▸ The problem
Rewrite the lines from the first one up to and including the line with "point(120, 47)", changing each "porch screen" to "screened porch" and keeping everything else the same. Give back only those lines.

▸ Extracted material
** Begin **
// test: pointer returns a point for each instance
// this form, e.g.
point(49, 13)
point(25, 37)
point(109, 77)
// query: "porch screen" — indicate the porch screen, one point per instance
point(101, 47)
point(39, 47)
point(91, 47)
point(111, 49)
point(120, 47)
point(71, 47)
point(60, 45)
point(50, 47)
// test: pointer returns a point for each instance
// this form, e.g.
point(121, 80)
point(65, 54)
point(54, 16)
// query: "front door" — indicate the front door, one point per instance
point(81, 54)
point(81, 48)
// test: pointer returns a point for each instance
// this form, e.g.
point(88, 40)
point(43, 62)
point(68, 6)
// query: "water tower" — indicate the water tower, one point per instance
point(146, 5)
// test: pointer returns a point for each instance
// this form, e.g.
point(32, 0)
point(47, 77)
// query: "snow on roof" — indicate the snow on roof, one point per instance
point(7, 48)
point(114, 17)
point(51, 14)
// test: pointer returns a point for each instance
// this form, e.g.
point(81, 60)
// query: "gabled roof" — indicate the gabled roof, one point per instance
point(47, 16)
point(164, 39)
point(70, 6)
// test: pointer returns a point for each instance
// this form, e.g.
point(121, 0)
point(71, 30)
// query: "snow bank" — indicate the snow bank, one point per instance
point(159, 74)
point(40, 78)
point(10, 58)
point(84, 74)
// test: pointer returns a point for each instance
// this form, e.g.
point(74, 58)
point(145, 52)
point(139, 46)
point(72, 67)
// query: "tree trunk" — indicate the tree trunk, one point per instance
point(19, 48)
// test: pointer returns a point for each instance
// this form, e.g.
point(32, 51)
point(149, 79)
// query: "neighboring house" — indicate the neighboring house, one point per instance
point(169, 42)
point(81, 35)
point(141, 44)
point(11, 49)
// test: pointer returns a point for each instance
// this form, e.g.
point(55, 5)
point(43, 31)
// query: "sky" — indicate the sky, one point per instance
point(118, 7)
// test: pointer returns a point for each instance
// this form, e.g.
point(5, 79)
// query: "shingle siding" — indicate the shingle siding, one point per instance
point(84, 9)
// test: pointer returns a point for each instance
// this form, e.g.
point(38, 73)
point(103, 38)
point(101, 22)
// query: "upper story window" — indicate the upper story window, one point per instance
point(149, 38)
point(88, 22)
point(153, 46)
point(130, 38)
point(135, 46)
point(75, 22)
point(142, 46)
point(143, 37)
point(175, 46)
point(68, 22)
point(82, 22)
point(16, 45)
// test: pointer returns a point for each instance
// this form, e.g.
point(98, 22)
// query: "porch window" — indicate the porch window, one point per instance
** End **
▸ Expected output
// test: pointer returns a point for each instance
// this form, e.g.
point(49, 13)
point(25, 37)
point(109, 77)
// query: "screened porch" — indicate the screened porch, one point per instance
point(101, 47)
point(39, 47)
point(91, 47)
point(111, 49)
point(120, 47)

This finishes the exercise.